**PROVIDED DATA:**
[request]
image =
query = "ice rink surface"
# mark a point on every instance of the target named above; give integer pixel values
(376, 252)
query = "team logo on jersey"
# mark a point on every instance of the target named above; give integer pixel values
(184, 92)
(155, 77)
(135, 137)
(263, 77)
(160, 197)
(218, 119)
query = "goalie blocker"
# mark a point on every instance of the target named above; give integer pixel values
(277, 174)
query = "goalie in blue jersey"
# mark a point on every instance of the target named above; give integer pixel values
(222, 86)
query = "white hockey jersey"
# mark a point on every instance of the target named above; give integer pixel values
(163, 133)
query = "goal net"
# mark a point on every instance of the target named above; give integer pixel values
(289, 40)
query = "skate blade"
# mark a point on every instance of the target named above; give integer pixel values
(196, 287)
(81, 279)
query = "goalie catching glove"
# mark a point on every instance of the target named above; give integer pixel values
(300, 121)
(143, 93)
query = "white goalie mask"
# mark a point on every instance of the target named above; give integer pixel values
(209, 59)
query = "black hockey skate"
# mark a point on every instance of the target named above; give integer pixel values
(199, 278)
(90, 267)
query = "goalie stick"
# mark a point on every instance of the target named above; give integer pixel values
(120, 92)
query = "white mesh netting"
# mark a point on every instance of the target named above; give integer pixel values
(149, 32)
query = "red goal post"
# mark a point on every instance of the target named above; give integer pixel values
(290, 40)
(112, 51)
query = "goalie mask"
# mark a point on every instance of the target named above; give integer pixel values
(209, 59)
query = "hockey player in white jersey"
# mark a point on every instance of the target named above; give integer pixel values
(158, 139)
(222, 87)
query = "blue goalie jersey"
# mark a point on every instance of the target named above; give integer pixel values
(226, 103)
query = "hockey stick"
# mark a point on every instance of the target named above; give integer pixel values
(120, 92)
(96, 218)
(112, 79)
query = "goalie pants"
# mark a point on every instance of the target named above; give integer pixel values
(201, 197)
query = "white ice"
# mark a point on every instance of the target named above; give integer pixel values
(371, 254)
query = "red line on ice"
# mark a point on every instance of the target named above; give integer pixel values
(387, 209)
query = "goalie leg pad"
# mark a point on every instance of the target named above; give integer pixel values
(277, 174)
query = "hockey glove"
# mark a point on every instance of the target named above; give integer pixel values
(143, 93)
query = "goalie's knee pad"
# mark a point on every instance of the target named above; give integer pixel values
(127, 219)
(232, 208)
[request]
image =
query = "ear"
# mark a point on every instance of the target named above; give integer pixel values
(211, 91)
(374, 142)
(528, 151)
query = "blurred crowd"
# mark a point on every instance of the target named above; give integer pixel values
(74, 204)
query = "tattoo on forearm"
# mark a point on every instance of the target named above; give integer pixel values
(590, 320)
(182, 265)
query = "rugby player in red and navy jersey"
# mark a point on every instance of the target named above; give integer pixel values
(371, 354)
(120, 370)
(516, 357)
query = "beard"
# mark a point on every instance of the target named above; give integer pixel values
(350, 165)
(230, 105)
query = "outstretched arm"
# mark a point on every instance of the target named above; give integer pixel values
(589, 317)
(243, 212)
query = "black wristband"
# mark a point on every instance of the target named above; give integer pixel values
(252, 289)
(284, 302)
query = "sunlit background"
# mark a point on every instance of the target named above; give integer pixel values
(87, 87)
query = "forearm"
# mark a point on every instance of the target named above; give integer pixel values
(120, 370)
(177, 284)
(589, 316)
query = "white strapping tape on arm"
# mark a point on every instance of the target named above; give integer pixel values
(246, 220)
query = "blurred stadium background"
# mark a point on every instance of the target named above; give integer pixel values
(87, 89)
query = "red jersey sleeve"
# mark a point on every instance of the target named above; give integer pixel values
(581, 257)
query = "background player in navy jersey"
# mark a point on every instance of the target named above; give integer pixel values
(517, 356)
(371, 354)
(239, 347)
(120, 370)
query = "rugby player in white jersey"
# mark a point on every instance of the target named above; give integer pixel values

**WORK REQUEST:** Whenever the string "skate" turns up in a line of the data, copy that line.

**WRITTEN REPLY:**
query = "skate blade"
query = "black hockey skate"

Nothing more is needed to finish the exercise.